**** SOURCE TEXT

Why is soluble fiber important? Because, when you eat it first, at the beginning of your meal, it “pre-conditions” the bowel by forming a kind of thick gel that bulks up in the intestines, giving them something to work with. This will slow down your transit time if you’re prone to diarrhea, or help to move things along if you suffer from constipation.

HOWEVER! You need to be a bit careful about your sources of soluble fiber. I’ve read nutritionists who recommend legumes such as kidney beans, soy beans, chick peas, etc. as a good source of soluble fiber for people with IBS. I find this a bit strange, as we all know that legumes are notorious “fart foods” and are hard to digest even for people who don’t have digestive problems.

Legumes contain a sugar called raffinose. It’s the same sugar that’s in cruciferous vegetables like broccoli and cauliflower, which is why they are hard for IBS people to eat. To be digested, raffinose requires a specific enzyme not made by the human body.

Biochemist Robb Wolf of Paleo fame, says that legumes can damage the intestinal wall just as grains and gluten do. When food molecules get through your intestine and into your bloodstream, your body mounts an attack on them which provokes auto-immune conditions such as allergies, lupus, rheumatoid arthritis, psoriasis, and other health problems. Apparently, legumes also block the absorption of several vitamins and minerals.

Not so good.

********

> **YOUR ASSIGNMENT**
According to the text about soluble fiber, what sugar do legumes contain? The material that comes next is from a different source than the text about soluble fiber.

**** DATA LISTING

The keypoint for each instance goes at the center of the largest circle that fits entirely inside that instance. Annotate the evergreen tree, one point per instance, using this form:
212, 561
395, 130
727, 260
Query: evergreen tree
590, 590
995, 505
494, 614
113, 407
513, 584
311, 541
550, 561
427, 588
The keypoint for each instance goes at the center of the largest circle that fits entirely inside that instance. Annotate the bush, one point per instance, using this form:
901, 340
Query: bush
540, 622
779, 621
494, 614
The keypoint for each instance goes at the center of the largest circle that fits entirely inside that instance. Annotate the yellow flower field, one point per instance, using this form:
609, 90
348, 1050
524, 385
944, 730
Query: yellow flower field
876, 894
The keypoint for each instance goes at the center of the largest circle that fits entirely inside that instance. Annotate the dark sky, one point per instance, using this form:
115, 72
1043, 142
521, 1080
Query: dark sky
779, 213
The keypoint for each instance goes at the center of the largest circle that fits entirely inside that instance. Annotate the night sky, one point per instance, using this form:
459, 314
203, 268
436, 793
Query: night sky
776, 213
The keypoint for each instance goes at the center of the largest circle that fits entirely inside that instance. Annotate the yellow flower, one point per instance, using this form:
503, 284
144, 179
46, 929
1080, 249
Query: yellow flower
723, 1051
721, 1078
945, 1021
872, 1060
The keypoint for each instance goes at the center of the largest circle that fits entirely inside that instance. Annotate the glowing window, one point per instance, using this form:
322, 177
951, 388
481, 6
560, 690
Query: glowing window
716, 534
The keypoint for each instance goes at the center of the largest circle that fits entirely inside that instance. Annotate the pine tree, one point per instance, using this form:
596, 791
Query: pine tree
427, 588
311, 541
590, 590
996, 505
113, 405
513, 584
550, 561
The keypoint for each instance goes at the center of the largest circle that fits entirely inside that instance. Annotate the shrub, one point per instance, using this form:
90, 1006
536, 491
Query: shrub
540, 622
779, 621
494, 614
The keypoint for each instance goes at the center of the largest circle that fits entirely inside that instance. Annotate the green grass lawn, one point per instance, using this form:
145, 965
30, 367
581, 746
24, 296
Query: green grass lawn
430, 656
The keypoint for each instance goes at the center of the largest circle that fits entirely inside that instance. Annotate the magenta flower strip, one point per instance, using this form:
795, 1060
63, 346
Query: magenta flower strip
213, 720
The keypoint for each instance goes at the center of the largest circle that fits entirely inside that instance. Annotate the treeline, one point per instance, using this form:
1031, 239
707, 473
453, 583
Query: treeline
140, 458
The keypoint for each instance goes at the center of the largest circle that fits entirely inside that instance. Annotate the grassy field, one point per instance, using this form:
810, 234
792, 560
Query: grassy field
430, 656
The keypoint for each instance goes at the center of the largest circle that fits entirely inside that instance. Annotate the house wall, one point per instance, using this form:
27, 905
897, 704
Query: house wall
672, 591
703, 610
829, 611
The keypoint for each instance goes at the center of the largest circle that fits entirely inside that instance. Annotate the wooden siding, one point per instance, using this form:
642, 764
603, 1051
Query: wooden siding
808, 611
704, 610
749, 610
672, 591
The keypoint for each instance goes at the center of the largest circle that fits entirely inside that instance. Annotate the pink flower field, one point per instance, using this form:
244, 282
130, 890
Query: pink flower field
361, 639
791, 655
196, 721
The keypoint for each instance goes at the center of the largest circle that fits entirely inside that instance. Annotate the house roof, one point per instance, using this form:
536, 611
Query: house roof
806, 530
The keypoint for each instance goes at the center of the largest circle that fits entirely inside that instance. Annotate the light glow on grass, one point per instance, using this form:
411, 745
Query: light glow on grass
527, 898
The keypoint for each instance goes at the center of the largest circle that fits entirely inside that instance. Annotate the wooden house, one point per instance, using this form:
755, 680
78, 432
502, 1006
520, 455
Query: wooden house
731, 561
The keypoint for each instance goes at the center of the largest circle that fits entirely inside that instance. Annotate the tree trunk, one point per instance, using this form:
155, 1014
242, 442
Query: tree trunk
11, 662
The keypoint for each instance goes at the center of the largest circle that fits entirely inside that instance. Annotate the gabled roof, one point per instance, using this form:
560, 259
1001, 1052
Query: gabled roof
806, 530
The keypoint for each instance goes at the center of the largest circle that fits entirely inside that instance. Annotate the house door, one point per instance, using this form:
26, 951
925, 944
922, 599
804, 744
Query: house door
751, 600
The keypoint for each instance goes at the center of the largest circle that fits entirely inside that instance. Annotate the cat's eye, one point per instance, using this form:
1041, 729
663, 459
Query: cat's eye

********

> **EXPECTED OUTPUT**
Raffinose.